Elle tente d'échapper à ses angoisses, de les atténuer tout du moins, de s'en libérer, d'apprendre à les maîtriser.
Elle a choisi la fraîcheur des montagnes dans un coin reculé du bout du monde. Là où rien ne semble in fine hors d'atteinte.
Guidée par cette urgence de ralentir.
De marcher en pleine nature.
Gravir des sommets.
De sentir, respirer, voir.
Je me suis réjouie avec elle des bruits, des traces, du silence.
Son esprit avait besoin de repos, de retrouver confiance en elle, d'attiser la petite étincelle qui fait se tenir debout et redonne goût à la vie. Celle qu'elle avait perdue justement sous l'emprise d'un homme avec qui elle vivait dans une relation toxique.
J'ai aimé cette lecture.
Simple à lire.
Une lecture de la reconstruction au contact de la nature empreint d'une belle et tendre fraîcheur.
« [...] personne ne pouvait partager sa douleur, qu'il fallait lâcher prise sur la rancœur. [...] en y réfléchissant, elle trouve ça de plus en plus vrai. Que cette quête amère et infinie de gens sur qui s'appuyer est vaine tant que ses jambes à elles ne sont pas solides. Ces derniers mois ont été ça, un apprentissage. Un chantier de consolidation, une manière de se rappeler qu'avant de compter sur les autres, il fallait qu'elle puisse compter sur elle-même. »

::::

*Consigne*:
Prolongez l'avis de lecture consacré à la reconstruction d'une femme en montagne, en reprenant juste après sa dernière phrase.

*Données fournies*:
::::

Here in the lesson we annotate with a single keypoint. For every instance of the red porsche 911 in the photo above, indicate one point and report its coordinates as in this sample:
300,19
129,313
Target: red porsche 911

::::

*Corrigé*:
Note pour moi-même : Refuge des Espuguettes et cabane d'Estaubé
« Peut-être qu'en effet j'étais la personne la plus seule au monde. Mais peut-être que c'était bien. »
Cheryl STRAYED
« ... le secret de la fuite c'est de savoir pourquoi on s'enfuit et où on va - et de laisser derrière soi les raisons pour lesquelles on part. »
Dorothy ALLISON
« Erin ne se rappelle pas vraiment pourquoi elle était partie aussi loin de la neige à dix-huit ans, pourquoi elle était partie loin du froid qu'elle connaissait. Sa mémoire est embrumée, les années qui viennent de passer sont floues, mélangées. Mais elle sait que quelques années après son départ, quand il était entré dans sa vie, il avait fini par la convaincre qu'elle avait peur de tout, tout le temps. Peur du froid. Peur d'être seule. Peur de ne pas savoir comment faire pour vivre. Qu'elle était une chose fragile, qu'il fallait protéger, isoler et enfermer, pour éviter qu'elle se blesse. Une chose qui avait oublié ce qu'elle avait été avant la peur, avant le repli. Erin se demande s'il serait étonné de la voir là, puis elle secoue la tête pour le chasser et allume la bouilloire. »
« Ce qu'elle savait par contre avec certitude, c'était que chez elle les odeurs étaient plus vives qu'en ville, l'air était plus frais, plus brutal. Elle n'était pas gênée par l'odeur du fumier, ça disait simplement qu'on était sur des terres partagées, rien de plus. Elle ne se lavait pas les mains trois fois par jour et trouvait que la boue salissait moins que le métro. Les couchers de soleil se suffisaient à eux-mêmes et donnaient l'impression d'un cadeau fait par la campagne, un cadeau éphémère qui, quand le ciel était dégagé, teintait les montagnes de violet. »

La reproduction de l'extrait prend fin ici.